**Collected data entries**
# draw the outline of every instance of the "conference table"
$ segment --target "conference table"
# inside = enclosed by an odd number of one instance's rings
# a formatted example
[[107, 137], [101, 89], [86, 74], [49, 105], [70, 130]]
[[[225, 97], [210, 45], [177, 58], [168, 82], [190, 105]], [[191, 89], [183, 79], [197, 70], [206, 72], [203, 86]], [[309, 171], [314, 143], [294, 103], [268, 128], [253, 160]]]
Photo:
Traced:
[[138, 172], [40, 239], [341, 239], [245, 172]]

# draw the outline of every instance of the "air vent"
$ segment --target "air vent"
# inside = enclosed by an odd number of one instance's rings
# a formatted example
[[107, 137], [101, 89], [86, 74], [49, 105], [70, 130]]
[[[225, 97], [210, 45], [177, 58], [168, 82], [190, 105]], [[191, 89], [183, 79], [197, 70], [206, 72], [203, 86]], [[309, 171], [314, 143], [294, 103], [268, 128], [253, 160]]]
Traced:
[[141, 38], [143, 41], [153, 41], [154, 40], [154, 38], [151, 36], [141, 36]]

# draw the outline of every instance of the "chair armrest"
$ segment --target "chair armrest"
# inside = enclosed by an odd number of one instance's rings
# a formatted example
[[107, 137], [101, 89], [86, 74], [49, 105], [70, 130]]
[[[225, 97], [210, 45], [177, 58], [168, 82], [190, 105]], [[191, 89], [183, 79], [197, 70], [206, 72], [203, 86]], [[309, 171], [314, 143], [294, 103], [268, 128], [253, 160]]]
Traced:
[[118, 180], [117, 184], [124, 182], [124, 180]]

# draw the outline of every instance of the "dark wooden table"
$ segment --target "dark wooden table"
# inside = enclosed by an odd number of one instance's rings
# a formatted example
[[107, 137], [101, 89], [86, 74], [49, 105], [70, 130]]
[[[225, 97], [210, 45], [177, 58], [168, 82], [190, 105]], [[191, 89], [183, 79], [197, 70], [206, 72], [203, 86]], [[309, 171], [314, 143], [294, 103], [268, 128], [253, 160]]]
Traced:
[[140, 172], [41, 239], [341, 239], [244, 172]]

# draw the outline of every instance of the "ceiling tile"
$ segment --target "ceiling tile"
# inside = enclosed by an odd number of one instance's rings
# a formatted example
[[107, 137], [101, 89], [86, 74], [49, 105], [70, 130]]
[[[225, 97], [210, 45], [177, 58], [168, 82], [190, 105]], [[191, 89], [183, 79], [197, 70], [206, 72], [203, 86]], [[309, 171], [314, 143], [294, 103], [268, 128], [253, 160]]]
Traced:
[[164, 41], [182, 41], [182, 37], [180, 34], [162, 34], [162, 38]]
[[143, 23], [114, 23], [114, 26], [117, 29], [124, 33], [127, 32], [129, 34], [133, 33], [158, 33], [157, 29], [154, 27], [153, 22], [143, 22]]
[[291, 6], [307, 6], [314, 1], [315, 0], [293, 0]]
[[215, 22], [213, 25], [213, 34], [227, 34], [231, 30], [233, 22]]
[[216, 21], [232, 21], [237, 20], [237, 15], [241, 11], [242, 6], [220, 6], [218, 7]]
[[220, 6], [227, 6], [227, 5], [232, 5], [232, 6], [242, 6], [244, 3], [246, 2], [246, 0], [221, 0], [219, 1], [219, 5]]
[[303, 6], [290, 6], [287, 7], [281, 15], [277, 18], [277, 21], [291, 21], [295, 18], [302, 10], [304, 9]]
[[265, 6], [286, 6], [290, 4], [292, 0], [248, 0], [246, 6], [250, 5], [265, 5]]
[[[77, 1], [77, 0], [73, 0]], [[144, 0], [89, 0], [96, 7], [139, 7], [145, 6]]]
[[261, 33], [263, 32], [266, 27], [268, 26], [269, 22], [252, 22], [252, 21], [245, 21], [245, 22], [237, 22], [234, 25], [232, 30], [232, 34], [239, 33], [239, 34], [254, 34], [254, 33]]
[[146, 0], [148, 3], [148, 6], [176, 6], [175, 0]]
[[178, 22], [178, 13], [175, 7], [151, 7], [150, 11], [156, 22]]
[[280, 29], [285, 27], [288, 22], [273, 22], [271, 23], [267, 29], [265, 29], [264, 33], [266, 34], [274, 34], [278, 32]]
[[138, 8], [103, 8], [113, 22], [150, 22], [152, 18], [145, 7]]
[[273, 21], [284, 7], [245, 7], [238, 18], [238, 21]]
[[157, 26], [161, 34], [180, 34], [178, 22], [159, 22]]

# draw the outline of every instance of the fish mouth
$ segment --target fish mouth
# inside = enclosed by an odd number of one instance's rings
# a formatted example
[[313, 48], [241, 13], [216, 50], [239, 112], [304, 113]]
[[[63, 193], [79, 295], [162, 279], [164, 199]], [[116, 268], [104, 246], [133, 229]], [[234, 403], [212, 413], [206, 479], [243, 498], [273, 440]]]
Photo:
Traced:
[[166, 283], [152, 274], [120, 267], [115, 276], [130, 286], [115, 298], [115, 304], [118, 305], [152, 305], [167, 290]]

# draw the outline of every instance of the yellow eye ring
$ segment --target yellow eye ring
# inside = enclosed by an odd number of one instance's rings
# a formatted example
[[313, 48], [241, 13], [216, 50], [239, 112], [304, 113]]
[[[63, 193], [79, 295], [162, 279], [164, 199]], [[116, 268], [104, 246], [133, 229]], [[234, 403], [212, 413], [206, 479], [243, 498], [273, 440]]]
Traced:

**Your assignment**
Each record must be reproduced exactly. Keep every one.

**Answer space**
# draw the outline of every instance of the "conference table"
$ segment --target "conference table"
# inside = enclosed by an odd number of one instance's rings
# a formatted example
[[107, 137], [101, 89], [86, 74], [49, 105], [70, 130]]
[[[225, 97], [210, 45], [177, 58], [168, 82], [190, 105]], [[191, 89], [183, 79], [197, 70], [206, 72], [203, 86]], [[309, 171], [314, 143], [294, 103], [268, 128], [253, 160]]]
Photo:
Traced:
[[138, 172], [40, 239], [341, 239], [245, 172]]

# draw the outline of every instance of the "air vent"
$ segment --target "air vent"
# inside = enclosed by an odd number of one instance's rings
# a formatted example
[[107, 137], [101, 89], [86, 74], [49, 105], [70, 130]]
[[[225, 97], [210, 45], [177, 58], [168, 82], [190, 105]], [[191, 89], [183, 79], [197, 70], [206, 72], [203, 86]], [[309, 171], [314, 143], [294, 103], [268, 128], [253, 160]]]
Traced:
[[141, 38], [143, 41], [153, 41], [154, 40], [154, 38], [151, 36], [141, 36]]

# draw the outline of every instance of the "chair armrest"
$ segment --target "chair armrest"
# inside = enclosed by an odd number of one instance's rings
# a formatted example
[[107, 137], [101, 89], [86, 74], [49, 105], [70, 130]]
[[[225, 97], [210, 45], [177, 58], [168, 82], [190, 105]], [[191, 89], [183, 79], [197, 70], [206, 72], [203, 86]], [[309, 171], [314, 143], [294, 103], [268, 128], [253, 160]]]
Traced:
[[118, 180], [117, 184], [124, 182], [124, 180]]

# draw the outline of every instance of the "dark wooden table"
$ segment --target "dark wooden table"
# inside = enclosed by an odd number of one instance's rings
# a formatted example
[[107, 137], [101, 89], [86, 74], [49, 105], [70, 130]]
[[[225, 97], [210, 45], [177, 58], [168, 82], [190, 105]], [[191, 89], [183, 79], [197, 70], [206, 72], [203, 86]], [[309, 171], [314, 143], [294, 103], [268, 128], [253, 160]]]
Traced:
[[140, 172], [41, 239], [341, 239], [244, 172]]

# draw the outline of every instance of the "ceiling tile"
$ segment --target "ceiling tile"
# inside = enclosed by an odd number of one instance's rings
# a formatted example
[[107, 137], [101, 89], [86, 74], [49, 105], [70, 130]]
[[[225, 97], [210, 45], [177, 58], [168, 82], [190, 105]], [[191, 89], [183, 79], [197, 70], [206, 72], [203, 86]], [[309, 171], [314, 143], [294, 103], [268, 128], [253, 160]]]
Traced:
[[164, 41], [182, 41], [182, 37], [180, 34], [162, 34], [162, 38]]
[[143, 23], [114, 23], [114, 26], [117, 29], [124, 33], [127, 32], [129, 34], [133, 33], [158, 33], [157, 29], [154, 27], [153, 22], [143, 22]]
[[291, 6], [307, 6], [314, 1], [315, 0], [293, 0]]
[[215, 22], [213, 25], [213, 34], [227, 34], [231, 30], [233, 22]]
[[216, 21], [232, 21], [237, 20], [237, 15], [241, 11], [242, 6], [220, 6], [218, 7]]
[[220, 6], [227, 6], [227, 5], [232, 5], [232, 6], [242, 6], [244, 3], [246, 2], [246, 0], [221, 0], [219, 1], [219, 5]]
[[303, 6], [290, 6], [287, 7], [281, 15], [277, 18], [277, 21], [291, 21], [295, 18], [302, 10], [304, 9]]
[[265, 6], [286, 6], [290, 4], [292, 0], [248, 0], [246, 6], [250, 5], [265, 5]]
[[[77, 1], [77, 0], [73, 0]], [[144, 0], [89, 0], [96, 7], [139, 7], [145, 6]]]
[[261, 33], [263, 32], [266, 27], [268, 26], [269, 22], [252, 22], [252, 21], [245, 21], [245, 22], [237, 22], [234, 25], [232, 30], [232, 34], [239, 33], [239, 34], [254, 34], [254, 33]]
[[146, 0], [148, 3], [148, 6], [176, 6], [175, 0]]
[[178, 22], [178, 13], [175, 7], [151, 7], [150, 11], [156, 22]]
[[280, 29], [285, 27], [288, 22], [273, 22], [271, 23], [267, 29], [265, 29], [264, 33], [266, 34], [274, 34], [278, 32]]
[[138, 8], [103, 8], [113, 22], [150, 22], [152, 18], [145, 7]]
[[273, 21], [284, 7], [245, 7], [238, 18], [238, 21]]
[[157, 26], [161, 34], [180, 34], [178, 22], [159, 22]]

# draw the outline of every instance of the fish mouth
$ segment --target fish mouth
# inside = enclosed by an odd number of one instance's rings
# a formatted example
[[313, 48], [241, 13], [216, 50], [239, 112], [304, 113]]
[[[63, 193], [79, 295], [162, 279], [164, 199]], [[116, 268], [104, 246], [133, 229]], [[234, 403], [212, 413], [206, 479], [243, 498], [273, 440]]]
Photo:
Traced:
[[166, 283], [152, 274], [120, 267], [115, 276], [130, 286], [115, 298], [115, 304], [118, 305], [152, 305], [167, 290]]

# draw the outline of every instance of the yellow eye ring
$ segment --target yellow eye ring
# inside = enclosed by an odd number of one instance's rings
# a formatted example
[[313, 48], [241, 13], [216, 50], [239, 112], [304, 113]]
[[[63, 193], [79, 295], [162, 279], [164, 199]], [[116, 268], [104, 246], [133, 229]], [[234, 403], [212, 413], [206, 479], [243, 498], [273, 440]]]
Traced:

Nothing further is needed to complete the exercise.